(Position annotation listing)
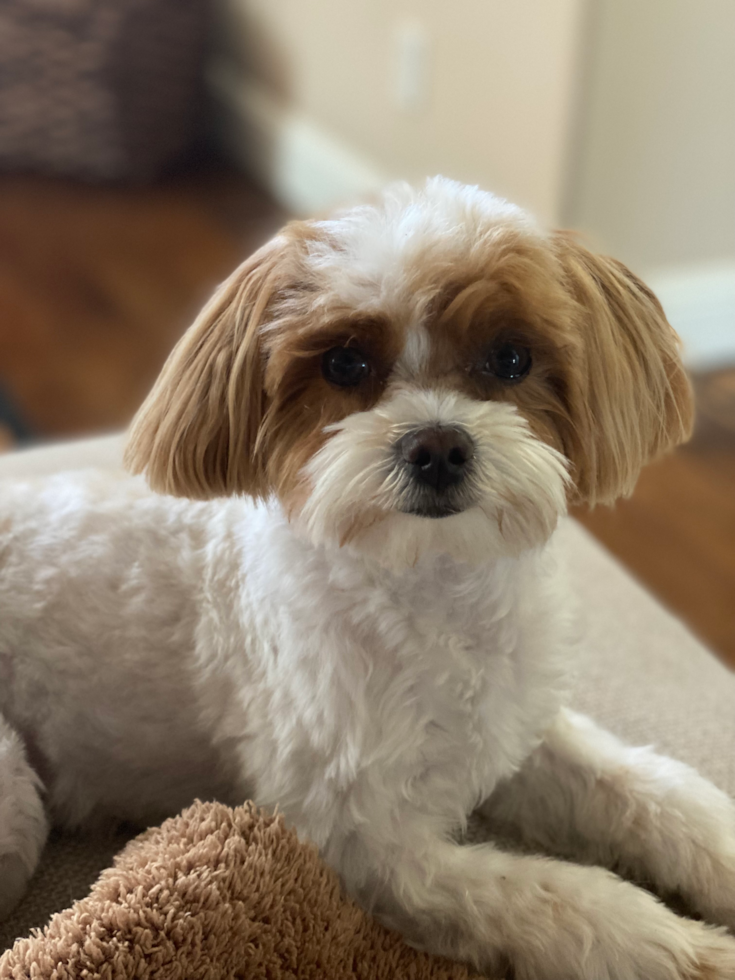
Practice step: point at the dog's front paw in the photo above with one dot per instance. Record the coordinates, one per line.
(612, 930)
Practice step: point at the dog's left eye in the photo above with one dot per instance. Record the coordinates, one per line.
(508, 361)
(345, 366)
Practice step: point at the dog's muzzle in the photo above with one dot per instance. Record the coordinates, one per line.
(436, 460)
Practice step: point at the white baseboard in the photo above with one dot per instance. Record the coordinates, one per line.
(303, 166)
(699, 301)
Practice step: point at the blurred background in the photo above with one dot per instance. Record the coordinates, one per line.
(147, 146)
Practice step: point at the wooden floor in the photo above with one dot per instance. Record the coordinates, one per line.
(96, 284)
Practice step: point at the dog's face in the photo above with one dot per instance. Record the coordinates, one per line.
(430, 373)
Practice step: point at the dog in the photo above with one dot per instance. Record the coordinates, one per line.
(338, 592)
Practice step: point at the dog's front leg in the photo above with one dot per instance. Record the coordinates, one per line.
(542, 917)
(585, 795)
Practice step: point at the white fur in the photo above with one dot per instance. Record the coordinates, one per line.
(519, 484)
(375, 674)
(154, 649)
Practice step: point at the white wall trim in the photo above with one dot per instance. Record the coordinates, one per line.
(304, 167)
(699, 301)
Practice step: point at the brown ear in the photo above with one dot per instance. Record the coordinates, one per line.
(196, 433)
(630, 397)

* * *

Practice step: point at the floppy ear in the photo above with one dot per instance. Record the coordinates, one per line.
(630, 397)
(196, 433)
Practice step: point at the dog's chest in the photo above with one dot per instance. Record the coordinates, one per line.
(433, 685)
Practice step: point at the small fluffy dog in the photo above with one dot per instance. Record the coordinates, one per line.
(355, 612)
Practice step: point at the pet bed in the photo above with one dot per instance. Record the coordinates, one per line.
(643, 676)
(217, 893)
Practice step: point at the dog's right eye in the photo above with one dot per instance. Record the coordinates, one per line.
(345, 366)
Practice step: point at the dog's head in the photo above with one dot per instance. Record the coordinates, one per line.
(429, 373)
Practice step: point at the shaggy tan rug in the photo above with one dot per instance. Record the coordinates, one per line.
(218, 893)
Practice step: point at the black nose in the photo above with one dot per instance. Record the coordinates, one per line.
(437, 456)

**OBJECTIVE:** Count the lines in the listing above that contain the word "white". Reply with the number alone.

**EXERCISE ANSWER:** 3